Data extracted from a collection
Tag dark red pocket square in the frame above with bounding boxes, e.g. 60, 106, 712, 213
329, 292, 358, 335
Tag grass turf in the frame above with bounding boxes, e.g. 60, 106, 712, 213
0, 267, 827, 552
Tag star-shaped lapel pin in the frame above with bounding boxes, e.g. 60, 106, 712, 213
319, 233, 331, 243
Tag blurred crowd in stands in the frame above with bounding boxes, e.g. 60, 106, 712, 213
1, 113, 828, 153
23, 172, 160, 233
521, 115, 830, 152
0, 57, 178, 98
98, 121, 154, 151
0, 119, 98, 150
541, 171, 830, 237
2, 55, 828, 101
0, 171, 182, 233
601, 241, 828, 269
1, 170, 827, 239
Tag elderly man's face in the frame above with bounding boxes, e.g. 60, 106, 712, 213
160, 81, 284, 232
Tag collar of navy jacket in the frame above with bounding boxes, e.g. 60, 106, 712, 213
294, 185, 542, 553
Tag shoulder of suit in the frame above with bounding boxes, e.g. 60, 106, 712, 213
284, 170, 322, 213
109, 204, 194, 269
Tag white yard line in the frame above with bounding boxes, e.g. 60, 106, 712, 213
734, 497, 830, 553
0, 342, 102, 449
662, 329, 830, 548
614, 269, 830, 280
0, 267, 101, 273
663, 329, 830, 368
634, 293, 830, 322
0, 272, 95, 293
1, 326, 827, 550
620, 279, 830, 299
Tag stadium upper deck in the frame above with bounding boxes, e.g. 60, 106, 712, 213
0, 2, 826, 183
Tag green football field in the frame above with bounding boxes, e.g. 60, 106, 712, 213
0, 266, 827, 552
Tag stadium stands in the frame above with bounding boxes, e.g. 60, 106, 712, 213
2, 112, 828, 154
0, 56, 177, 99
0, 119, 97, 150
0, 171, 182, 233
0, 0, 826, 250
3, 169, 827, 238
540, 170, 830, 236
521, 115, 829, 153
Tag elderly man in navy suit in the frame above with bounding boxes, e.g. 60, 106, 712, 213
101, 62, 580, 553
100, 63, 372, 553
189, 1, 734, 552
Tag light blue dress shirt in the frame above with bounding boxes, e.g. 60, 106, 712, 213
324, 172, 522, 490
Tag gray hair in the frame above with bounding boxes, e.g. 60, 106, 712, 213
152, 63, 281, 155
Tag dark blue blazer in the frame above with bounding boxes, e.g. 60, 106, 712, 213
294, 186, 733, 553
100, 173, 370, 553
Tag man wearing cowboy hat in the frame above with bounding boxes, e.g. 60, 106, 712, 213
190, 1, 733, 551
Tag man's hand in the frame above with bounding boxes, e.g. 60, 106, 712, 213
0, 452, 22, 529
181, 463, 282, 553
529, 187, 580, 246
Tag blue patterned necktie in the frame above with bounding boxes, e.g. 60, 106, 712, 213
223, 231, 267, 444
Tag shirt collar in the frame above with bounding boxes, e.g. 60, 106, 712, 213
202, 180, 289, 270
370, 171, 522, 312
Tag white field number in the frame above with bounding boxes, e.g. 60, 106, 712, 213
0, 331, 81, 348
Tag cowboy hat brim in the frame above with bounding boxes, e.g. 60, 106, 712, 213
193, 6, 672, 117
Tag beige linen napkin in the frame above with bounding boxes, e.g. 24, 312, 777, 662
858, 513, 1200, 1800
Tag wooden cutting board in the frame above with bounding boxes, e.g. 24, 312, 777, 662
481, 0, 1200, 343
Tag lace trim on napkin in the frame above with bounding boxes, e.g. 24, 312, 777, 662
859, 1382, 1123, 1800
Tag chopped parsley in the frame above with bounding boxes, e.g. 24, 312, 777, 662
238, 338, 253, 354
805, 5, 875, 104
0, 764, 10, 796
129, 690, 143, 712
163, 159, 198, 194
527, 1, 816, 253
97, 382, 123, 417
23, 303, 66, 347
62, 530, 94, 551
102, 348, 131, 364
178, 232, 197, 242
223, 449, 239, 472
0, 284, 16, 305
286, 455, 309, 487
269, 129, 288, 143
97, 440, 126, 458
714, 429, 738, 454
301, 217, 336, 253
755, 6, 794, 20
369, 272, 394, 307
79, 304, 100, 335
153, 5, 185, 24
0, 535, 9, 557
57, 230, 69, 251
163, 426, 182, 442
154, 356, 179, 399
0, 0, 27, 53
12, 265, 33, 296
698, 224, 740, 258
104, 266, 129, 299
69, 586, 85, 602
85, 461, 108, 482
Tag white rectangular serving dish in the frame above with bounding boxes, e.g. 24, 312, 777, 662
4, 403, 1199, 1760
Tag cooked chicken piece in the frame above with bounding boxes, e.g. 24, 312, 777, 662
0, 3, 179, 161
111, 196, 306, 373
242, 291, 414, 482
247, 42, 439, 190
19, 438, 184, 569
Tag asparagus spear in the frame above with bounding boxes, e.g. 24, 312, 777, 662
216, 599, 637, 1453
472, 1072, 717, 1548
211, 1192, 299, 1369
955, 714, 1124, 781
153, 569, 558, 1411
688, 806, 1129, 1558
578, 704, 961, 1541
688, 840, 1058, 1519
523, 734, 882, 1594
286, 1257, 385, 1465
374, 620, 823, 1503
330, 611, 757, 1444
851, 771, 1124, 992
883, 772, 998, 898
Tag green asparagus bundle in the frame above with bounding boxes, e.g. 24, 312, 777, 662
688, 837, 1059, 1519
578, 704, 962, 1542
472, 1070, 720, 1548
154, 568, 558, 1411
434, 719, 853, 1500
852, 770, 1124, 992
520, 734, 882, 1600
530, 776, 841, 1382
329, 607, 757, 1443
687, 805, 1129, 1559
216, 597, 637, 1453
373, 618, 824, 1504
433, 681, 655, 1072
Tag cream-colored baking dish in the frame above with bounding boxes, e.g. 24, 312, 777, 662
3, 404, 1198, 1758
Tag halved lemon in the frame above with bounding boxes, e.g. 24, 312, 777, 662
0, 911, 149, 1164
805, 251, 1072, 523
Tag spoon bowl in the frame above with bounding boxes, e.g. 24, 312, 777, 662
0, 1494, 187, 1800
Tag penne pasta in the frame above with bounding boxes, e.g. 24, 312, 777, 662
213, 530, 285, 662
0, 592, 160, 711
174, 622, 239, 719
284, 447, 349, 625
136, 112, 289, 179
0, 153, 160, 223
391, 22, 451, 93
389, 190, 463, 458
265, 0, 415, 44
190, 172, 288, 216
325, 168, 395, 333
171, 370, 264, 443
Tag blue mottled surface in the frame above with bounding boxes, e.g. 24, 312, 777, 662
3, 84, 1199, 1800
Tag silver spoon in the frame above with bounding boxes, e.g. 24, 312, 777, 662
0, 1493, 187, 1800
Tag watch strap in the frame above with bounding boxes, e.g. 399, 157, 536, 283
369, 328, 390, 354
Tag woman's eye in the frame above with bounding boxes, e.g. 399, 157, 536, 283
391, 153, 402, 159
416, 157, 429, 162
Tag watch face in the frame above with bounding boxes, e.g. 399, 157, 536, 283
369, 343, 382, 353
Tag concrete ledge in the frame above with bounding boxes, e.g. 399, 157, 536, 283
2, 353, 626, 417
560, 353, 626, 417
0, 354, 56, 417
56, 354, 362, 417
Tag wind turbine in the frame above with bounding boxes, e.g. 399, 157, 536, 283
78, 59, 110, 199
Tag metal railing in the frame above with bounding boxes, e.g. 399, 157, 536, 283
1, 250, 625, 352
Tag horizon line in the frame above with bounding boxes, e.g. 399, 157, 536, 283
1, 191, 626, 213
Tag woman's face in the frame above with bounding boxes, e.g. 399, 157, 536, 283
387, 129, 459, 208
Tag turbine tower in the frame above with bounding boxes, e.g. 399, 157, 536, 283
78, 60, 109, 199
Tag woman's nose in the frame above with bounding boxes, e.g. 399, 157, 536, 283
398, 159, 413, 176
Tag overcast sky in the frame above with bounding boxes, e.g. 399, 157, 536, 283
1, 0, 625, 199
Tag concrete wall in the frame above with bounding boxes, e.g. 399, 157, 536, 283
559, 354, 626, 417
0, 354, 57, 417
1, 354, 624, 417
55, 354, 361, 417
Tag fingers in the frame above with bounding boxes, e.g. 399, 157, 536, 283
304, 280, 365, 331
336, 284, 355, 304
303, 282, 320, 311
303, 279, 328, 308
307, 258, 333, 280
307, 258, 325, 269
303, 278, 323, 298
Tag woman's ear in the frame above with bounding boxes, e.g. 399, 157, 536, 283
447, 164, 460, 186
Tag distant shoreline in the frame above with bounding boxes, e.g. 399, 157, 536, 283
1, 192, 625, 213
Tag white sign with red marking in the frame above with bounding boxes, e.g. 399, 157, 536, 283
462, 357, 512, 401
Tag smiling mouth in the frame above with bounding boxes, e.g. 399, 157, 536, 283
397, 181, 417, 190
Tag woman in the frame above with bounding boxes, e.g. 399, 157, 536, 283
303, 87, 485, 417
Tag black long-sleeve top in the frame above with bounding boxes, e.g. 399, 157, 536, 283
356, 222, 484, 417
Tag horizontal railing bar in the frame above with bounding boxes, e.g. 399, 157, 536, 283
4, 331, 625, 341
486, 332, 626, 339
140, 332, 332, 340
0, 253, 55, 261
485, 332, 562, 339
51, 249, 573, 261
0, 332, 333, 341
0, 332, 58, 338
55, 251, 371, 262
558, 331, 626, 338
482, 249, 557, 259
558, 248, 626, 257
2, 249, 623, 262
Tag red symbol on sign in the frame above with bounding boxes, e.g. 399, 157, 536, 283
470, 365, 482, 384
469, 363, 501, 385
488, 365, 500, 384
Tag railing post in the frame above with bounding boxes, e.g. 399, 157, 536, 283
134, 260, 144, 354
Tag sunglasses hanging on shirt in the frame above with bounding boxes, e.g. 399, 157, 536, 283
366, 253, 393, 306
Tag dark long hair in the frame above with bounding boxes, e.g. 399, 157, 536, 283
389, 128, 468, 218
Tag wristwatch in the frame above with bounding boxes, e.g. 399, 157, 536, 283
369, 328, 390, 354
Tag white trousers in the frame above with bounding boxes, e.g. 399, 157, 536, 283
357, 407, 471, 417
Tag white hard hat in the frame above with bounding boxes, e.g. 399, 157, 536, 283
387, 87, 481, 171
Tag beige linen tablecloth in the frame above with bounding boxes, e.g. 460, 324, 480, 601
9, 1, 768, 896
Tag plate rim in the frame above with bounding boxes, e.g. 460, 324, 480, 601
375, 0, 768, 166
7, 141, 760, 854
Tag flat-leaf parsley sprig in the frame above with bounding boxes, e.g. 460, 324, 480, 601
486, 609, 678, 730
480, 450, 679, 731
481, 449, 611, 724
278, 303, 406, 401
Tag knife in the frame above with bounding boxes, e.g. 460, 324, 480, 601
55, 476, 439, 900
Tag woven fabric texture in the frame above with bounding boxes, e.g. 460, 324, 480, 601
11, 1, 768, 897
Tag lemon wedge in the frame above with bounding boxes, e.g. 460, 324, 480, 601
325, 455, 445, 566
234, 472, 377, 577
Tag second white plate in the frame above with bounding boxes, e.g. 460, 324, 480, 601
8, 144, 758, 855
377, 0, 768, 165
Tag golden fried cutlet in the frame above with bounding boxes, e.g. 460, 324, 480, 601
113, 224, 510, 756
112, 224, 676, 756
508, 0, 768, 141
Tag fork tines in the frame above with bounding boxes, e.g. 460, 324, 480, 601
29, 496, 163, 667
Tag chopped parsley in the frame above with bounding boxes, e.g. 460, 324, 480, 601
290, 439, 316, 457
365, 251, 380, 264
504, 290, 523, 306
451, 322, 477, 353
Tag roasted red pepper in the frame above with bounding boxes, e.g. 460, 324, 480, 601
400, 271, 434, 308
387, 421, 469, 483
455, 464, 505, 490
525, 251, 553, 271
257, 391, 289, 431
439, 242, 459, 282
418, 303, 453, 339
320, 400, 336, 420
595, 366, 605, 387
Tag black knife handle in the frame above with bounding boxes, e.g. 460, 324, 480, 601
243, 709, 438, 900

What the exercise asks:
Starting at the line with "Tag woven fabric", copy every line down to the last one above, exactly as written and with nothing else.

Response to the exercise:
Tag woven fabric texture in the frame above with bounding boxes, e.g. 460, 324, 480, 601
11, 1, 768, 897
Tag lemon wedge in the frame above with bounding boxes, e.g. 460, 324, 480, 601
325, 455, 445, 566
234, 472, 377, 577
Tag second white plate in the frame above with bounding boxes, e.g. 460, 324, 480, 601
8, 144, 758, 855
377, 0, 768, 165
Tag golden fried cutlet in the frame above with bounding boxes, e.g. 460, 324, 480, 601
113, 224, 510, 756
112, 224, 676, 756
508, 0, 768, 141
Tag fork tines in the frame above with bounding boxes, e.g. 460, 324, 480, 601
29, 496, 163, 667
Tag chopped parsley in the frame above with bounding boxes, e.g. 460, 324, 480, 601
290, 439, 316, 457
365, 251, 380, 264
504, 290, 523, 306
451, 322, 477, 353
Tag roasted red pepper in the frame above with bounding boxes, e.g. 460, 324, 480, 601
400, 271, 434, 308
387, 421, 469, 483
455, 464, 505, 490
525, 251, 553, 271
257, 391, 289, 431
439, 242, 459, 282
418, 303, 453, 339
320, 400, 336, 420
595, 366, 605, 387
Tag black knife handle in the frame above with bounding boxes, e.g. 460, 324, 480, 601
243, 709, 438, 900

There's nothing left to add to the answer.